**Requirements:**
Copy everything from the line containing "Please annotate the tower" down to the end of the listing, shifting every bounding-box coordinate in the answers by -134. Leave all other lines as they are, including the sample boxes in the output-format templates.
── Excerpted records ──
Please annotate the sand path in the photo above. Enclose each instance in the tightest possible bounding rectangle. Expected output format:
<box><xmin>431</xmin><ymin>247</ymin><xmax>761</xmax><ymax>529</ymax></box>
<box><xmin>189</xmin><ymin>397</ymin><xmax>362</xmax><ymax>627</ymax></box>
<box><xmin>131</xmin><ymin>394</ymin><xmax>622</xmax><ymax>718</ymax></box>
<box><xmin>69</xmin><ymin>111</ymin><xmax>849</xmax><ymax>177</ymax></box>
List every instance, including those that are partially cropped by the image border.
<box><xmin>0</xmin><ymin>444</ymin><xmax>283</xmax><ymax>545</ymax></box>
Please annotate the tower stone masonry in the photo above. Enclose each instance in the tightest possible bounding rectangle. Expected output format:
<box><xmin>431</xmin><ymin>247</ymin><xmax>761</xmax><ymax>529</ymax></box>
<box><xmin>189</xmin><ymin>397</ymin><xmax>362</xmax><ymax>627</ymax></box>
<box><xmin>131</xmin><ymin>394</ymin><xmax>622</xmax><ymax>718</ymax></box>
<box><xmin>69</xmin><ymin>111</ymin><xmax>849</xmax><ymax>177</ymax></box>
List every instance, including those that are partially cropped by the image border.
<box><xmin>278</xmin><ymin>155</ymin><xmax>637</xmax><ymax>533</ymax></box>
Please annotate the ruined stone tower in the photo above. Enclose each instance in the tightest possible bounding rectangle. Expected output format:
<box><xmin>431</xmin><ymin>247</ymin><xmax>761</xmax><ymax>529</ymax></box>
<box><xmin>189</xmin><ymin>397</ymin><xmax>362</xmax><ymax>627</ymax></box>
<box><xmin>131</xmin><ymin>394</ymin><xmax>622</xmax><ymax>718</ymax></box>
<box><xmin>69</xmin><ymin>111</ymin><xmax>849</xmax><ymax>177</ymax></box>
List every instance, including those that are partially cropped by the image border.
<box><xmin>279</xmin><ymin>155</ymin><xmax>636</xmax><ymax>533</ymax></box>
───
**Full output:**
Please annotate the tower stone masonry in the photo above. Enclose each instance in the tightest possible bounding rectangle. Expected output format:
<box><xmin>431</xmin><ymin>247</ymin><xmax>761</xmax><ymax>529</ymax></box>
<box><xmin>189</xmin><ymin>397</ymin><xmax>362</xmax><ymax>627</ymax></box>
<box><xmin>131</xmin><ymin>394</ymin><xmax>622</xmax><ymax>718</ymax></box>
<box><xmin>69</xmin><ymin>111</ymin><xmax>849</xmax><ymax>177</ymax></box>
List every instance, including those that are partially cropped by the image border.
<box><xmin>144</xmin><ymin>21</ymin><xmax>503</xmax><ymax>399</ymax></box>
Please annotate the ruined stone tower in the photo above. Enclose each instance in the tightest possible bounding rectangle. Expected output format:
<box><xmin>431</xmin><ymin>247</ymin><xmax>761</xmax><ymax>529</ymax></box>
<box><xmin>189</xmin><ymin>397</ymin><xmax>362</xmax><ymax>627</ymax></box>
<box><xmin>131</xmin><ymin>394</ymin><xmax>622</xmax><ymax>718</ymax></box>
<box><xmin>69</xmin><ymin>111</ymin><xmax>849</xmax><ymax>177</ymax></box>
List every instance, including those that are partially cropped by the image border.
<box><xmin>145</xmin><ymin>21</ymin><xmax>502</xmax><ymax>399</ymax></box>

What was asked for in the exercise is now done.